Source data ->
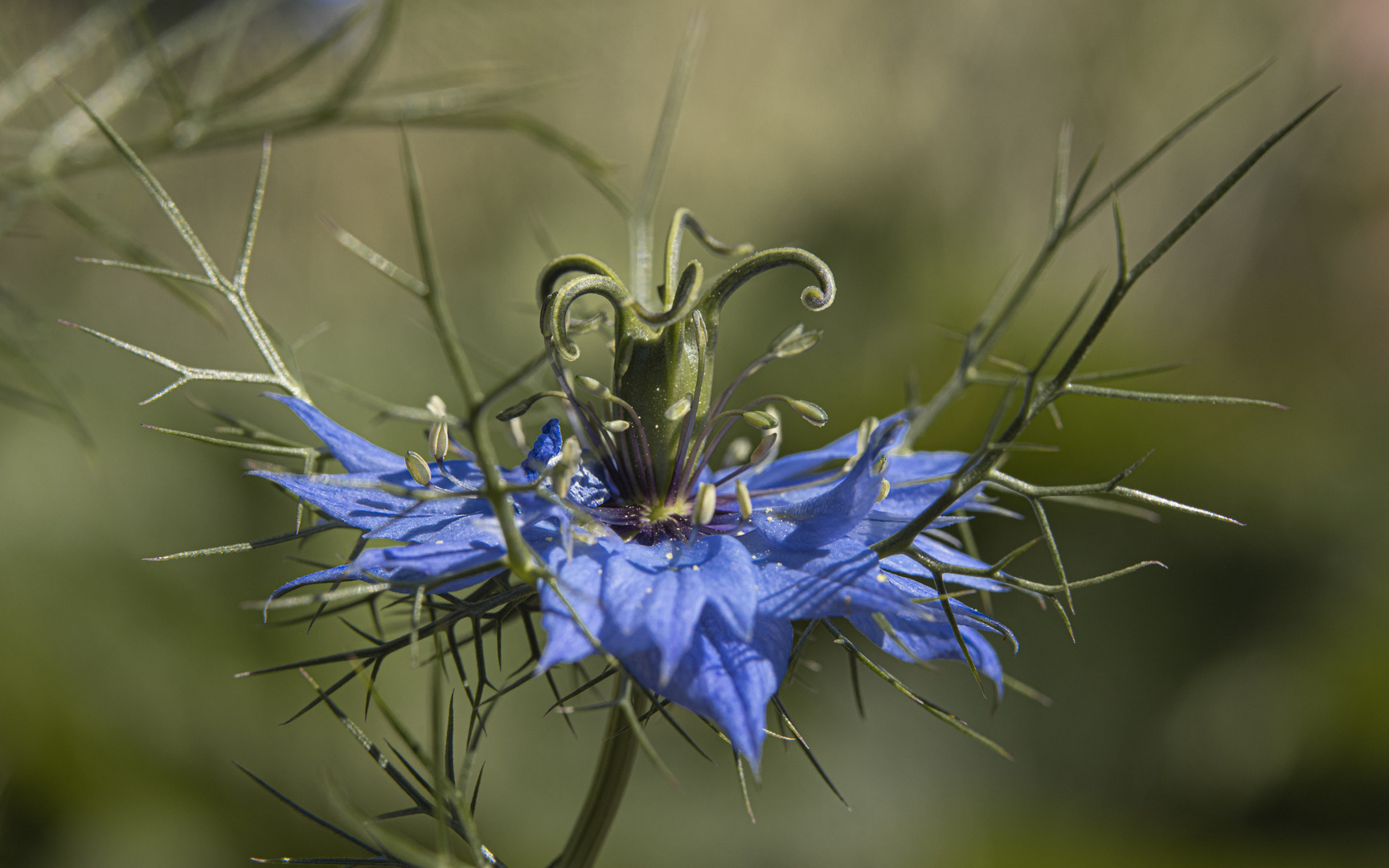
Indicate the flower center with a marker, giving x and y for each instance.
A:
(658, 423)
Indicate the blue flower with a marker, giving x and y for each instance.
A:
(699, 612)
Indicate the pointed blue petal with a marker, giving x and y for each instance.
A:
(725, 678)
(354, 453)
(826, 517)
(916, 641)
(656, 595)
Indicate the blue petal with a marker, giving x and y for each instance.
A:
(354, 453)
(334, 574)
(656, 595)
(581, 583)
(838, 579)
(914, 641)
(908, 500)
(545, 450)
(826, 517)
(727, 678)
(356, 500)
(427, 563)
(900, 563)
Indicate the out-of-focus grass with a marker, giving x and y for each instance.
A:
(1228, 711)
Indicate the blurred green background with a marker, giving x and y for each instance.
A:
(1232, 710)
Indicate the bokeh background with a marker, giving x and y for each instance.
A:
(1232, 710)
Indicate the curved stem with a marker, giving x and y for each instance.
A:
(606, 791)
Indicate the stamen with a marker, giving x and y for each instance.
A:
(418, 467)
(641, 463)
(439, 440)
(763, 449)
(704, 505)
(883, 486)
(745, 500)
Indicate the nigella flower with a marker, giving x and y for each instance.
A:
(689, 578)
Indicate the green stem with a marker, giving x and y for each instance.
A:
(606, 791)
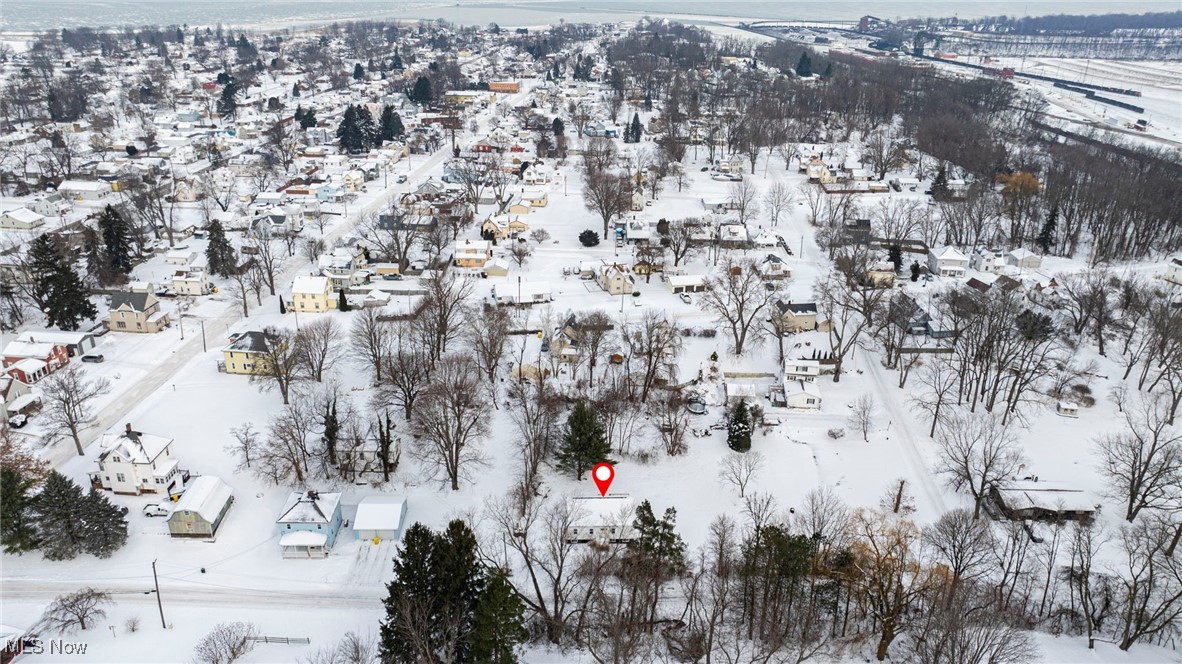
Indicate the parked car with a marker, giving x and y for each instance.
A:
(155, 509)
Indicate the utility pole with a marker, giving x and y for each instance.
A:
(158, 603)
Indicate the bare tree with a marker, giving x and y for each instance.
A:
(519, 252)
(245, 446)
(370, 340)
(67, 397)
(228, 642)
(319, 347)
(962, 544)
(978, 453)
(862, 415)
(739, 468)
(744, 199)
(738, 298)
(1143, 463)
(78, 610)
(281, 364)
(608, 195)
(778, 200)
(450, 418)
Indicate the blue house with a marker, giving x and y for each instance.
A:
(309, 523)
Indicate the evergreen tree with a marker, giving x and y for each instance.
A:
(116, 240)
(56, 515)
(1046, 236)
(585, 442)
(499, 623)
(804, 65)
(220, 255)
(390, 125)
(656, 547)
(57, 288)
(104, 528)
(227, 103)
(940, 184)
(421, 92)
(331, 427)
(739, 428)
(17, 532)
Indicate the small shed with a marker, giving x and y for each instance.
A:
(201, 509)
(380, 518)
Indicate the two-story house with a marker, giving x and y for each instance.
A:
(136, 312)
(309, 523)
(312, 294)
(135, 463)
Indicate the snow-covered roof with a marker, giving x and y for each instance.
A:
(134, 446)
(378, 513)
(304, 538)
(313, 285)
(206, 495)
(304, 508)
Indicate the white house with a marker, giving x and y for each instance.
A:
(806, 370)
(801, 394)
(608, 519)
(523, 293)
(84, 189)
(20, 219)
(380, 518)
(1024, 259)
(1174, 271)
(947, 261)
(986, 260)
(134, 463)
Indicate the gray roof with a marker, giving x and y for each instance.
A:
(249, 343)
(137, 301)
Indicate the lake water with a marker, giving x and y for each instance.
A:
(28, 15)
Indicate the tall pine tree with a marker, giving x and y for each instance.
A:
(57, 510)
(498, 625)
(220, 255)
(57, 288)
(17, 531)
(104, 528)
(1046, 235)
(739, 428)
(116, 240)
(585, 442)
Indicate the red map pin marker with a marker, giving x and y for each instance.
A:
(603, 474)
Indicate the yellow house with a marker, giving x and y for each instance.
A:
(312, 294)
(502, 226)
(472, 253)
(536, 197)
(245, 353)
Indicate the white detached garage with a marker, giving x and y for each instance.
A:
(380, 518)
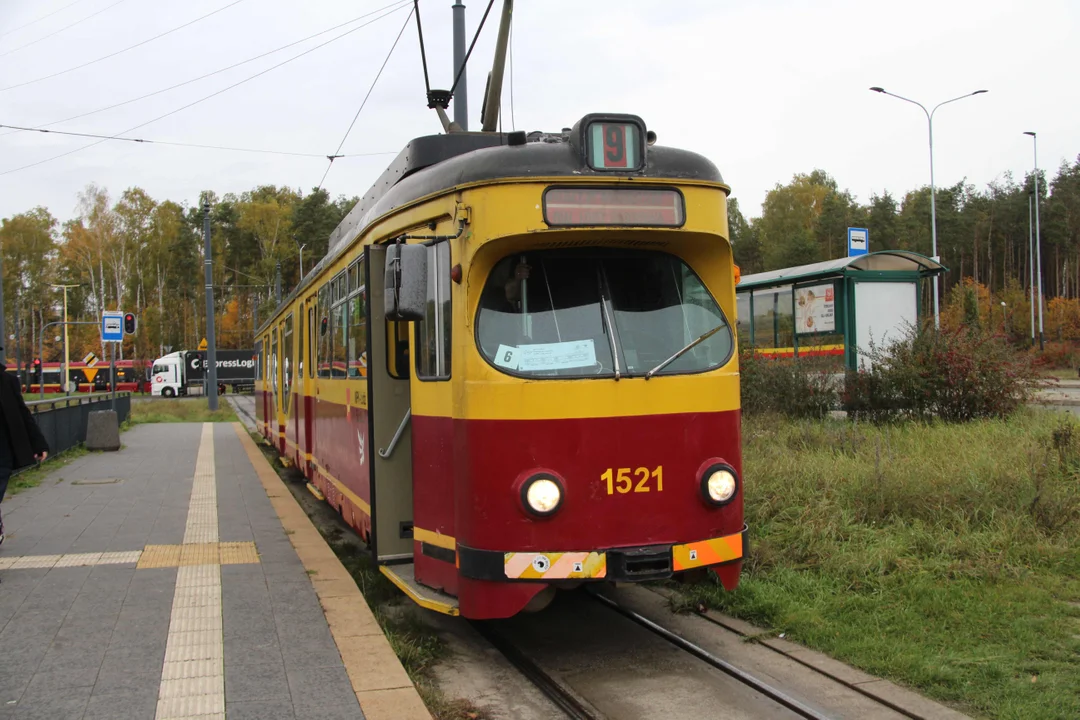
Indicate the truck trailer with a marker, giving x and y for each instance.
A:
(176, 374)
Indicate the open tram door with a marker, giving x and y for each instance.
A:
(390, 445)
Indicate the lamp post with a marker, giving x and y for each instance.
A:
(1030, 261)
(1038, 246)
(66, 377)
(933, 209)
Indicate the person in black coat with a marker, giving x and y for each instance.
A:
(22, 443)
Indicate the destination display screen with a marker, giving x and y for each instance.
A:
(615, 146)
(630, 206)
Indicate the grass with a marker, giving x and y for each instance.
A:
(944, 557)
(32, 476)
(418, 648)
(179, 410)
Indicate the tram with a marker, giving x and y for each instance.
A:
(131, 377)
(515, 369)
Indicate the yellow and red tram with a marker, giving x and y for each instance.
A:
(515, 368)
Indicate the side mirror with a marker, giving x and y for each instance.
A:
(406, 282)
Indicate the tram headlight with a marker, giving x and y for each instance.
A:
(541, 494)
(718, 485)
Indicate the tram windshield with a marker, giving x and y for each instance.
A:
(595, 313)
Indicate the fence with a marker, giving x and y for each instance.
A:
(63, 420)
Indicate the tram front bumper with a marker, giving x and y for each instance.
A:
(626, 565)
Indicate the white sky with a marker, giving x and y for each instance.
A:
(764, 89)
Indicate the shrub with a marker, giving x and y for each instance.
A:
(956, 375)
(794, 388)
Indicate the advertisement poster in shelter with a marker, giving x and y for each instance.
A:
(814, 309)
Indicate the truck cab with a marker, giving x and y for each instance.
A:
(166, 376)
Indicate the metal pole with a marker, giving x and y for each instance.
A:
(3, 325)
(933, 221)
(461, 94)
(1038, 245)
(112, 376)
(1030, 263)
(41, 361)
(933, 193)
(211, 349)
(65, 379)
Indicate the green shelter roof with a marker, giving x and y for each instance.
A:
(880, 261)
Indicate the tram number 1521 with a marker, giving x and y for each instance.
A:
(622, 479)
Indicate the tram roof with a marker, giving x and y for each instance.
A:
(880, 261)
(432, 163)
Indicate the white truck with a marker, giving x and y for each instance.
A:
(175, 374)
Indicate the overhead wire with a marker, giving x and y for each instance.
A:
(202, 99)
(59, 10)
(119, 52)
(186, 145)
(423, 54)
(397, 4)
(369, 90)
(66, 27)
(513, 122)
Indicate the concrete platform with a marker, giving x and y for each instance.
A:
(178, 578)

Goal of the exercise -> Wherever a line in the records contains the word "tree", copy that line.

Output below ->
Indicate the bare tree with a marker, giving x and y for each instance.
Indicate the evergreen tree with a marker, giving x and y for each instance.
Indicate the tall pine tree with a marker, giving x and y for each instance.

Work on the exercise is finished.